Requirement: In the records below, locate the line containing "wheel, placing one marker per instance", then output that line and all later lines exactly, through the last one.

Stored data:
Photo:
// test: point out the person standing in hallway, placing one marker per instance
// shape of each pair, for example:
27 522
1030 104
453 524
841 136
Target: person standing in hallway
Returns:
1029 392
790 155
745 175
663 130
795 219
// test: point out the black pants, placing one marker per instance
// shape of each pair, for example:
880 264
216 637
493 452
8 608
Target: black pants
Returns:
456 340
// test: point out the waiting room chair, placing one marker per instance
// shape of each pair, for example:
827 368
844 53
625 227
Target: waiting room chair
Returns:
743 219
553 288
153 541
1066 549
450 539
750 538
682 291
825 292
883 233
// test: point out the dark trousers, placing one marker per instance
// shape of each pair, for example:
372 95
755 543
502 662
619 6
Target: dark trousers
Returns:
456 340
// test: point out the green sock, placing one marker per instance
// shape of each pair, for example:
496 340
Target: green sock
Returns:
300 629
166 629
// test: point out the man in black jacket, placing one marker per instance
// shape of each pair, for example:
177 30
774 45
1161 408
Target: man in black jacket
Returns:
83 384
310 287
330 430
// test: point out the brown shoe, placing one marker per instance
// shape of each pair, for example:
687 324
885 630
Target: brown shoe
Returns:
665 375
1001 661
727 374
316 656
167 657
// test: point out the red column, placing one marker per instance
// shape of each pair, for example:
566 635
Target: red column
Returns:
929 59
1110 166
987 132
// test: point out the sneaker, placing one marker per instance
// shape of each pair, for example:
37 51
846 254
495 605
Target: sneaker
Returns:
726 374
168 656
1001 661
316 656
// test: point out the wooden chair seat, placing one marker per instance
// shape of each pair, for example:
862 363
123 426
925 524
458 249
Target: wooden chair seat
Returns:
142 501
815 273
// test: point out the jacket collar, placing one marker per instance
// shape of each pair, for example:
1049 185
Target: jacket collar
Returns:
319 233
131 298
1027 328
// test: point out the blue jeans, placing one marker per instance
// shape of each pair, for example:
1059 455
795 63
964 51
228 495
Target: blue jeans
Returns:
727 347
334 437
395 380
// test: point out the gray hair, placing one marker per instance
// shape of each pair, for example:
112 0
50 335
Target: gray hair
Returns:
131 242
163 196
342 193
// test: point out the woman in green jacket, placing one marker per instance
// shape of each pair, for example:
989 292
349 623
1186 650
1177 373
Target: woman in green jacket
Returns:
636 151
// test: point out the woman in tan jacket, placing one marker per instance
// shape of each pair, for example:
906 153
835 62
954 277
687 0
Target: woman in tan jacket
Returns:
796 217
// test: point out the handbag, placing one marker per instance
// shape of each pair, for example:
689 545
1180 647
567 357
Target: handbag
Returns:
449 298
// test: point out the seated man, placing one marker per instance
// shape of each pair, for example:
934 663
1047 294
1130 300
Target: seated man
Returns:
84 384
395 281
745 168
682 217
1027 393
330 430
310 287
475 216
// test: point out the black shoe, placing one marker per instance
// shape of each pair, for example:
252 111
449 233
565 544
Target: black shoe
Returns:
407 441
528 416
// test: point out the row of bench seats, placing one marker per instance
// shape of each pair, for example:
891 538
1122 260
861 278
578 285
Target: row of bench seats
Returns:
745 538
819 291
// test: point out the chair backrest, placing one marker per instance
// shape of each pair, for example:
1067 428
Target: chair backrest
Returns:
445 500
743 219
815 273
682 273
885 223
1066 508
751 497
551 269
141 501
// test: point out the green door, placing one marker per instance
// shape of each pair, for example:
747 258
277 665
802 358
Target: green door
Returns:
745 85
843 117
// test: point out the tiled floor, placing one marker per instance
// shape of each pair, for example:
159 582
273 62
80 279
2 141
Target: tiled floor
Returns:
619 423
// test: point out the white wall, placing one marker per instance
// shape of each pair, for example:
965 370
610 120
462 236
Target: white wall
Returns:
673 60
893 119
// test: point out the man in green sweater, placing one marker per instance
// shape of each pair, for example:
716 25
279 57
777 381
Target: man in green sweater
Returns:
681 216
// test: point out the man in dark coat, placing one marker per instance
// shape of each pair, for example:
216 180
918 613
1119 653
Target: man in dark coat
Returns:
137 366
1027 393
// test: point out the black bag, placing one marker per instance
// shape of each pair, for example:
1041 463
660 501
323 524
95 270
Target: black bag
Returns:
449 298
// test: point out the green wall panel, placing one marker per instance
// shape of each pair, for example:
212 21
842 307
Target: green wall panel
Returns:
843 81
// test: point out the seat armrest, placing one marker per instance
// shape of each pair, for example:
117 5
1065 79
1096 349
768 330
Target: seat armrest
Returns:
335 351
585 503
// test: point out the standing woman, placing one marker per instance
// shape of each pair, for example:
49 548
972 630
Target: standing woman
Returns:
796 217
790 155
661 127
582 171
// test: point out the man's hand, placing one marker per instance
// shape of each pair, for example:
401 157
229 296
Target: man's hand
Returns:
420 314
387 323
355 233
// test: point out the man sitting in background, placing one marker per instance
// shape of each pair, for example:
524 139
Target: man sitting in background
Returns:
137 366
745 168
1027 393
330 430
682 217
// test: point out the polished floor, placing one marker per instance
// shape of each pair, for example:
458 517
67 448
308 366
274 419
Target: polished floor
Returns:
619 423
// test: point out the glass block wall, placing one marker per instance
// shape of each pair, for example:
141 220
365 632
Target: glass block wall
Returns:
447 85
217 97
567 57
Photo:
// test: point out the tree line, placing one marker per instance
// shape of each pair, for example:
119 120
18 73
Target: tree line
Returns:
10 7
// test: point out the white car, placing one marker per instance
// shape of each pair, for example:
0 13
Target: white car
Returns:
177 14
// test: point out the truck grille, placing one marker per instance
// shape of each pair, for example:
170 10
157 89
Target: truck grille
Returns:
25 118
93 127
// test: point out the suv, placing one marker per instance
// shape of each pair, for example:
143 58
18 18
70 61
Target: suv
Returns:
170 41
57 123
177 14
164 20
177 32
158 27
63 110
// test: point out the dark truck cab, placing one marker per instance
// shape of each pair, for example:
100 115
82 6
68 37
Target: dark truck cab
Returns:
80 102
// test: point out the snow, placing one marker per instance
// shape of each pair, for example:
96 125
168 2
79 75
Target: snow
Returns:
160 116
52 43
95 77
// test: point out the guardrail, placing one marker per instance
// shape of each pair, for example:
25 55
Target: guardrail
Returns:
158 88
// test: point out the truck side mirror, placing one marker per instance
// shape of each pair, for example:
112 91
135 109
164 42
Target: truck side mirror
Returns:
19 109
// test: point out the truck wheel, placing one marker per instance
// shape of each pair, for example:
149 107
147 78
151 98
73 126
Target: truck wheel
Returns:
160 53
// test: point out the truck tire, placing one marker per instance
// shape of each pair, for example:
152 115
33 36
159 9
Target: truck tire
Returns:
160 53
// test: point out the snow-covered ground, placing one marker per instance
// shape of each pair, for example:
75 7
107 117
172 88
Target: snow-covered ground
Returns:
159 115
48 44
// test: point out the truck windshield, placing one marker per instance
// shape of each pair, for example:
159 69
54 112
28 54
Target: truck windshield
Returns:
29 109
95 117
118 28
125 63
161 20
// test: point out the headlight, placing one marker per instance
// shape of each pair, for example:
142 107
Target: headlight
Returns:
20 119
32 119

Response:
// test: point out the truck wheel, placing one marker per instance
// shape of each pair, for example:
149 107
147 78
151 98
73 126
Target: truck wheel
Returns:
160 53
// test: point out the truck tire, placing one marker per instance
// shape of each pair, for example:
152 115
33 36
159 9
Target: truck tire
Returns:
160 53
// test: point out the snow-covered ground, placing one marker per instance
// shape of each pair, for example:
75 7
107 117
172 88
Target: snow-covered ground
Returns:
159 115
48 44
// test: point out the truck windshield, placing one marker per instance
// shape of each pair, for example:
159 69
54 112
28 54
Target: truck windshield
Returns:
29 109
95 117
118 28
125 63
161 20
// test: point out the headlight, placing one marker per instance
// shape of each pair, for example:
142 107
Target: headlight
Returns:
20 119
32 119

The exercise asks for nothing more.